Lines from a box labeling dataset
────

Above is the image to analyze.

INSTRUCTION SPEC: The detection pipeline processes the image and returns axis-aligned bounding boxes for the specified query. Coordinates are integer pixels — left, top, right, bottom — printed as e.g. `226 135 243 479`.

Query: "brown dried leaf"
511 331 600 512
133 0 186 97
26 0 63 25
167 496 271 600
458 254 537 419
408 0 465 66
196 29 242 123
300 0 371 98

────

Exercise task —
Number the lines above in a list, leaving out the blank ones.

Output for this task —
1. Above is the image to analyze.
2. INSTRUCTION SPEC: The detection pipeline processes the image and returns axis-aligned bounding boxes for the specified query. Coordinates are integer pixels — left, top, right, bottom — printed as e.g. `226 135 243 479`.
3. Query: "brown dried leaf"
4. 511 331 600 512
5. 133 0 186 97
6. 26 0 63 25
7. 167 496 271 600
8. 458 254 537 419
9. 408 0 465 66
10. 196 29 242 123
11. 300 0 371 98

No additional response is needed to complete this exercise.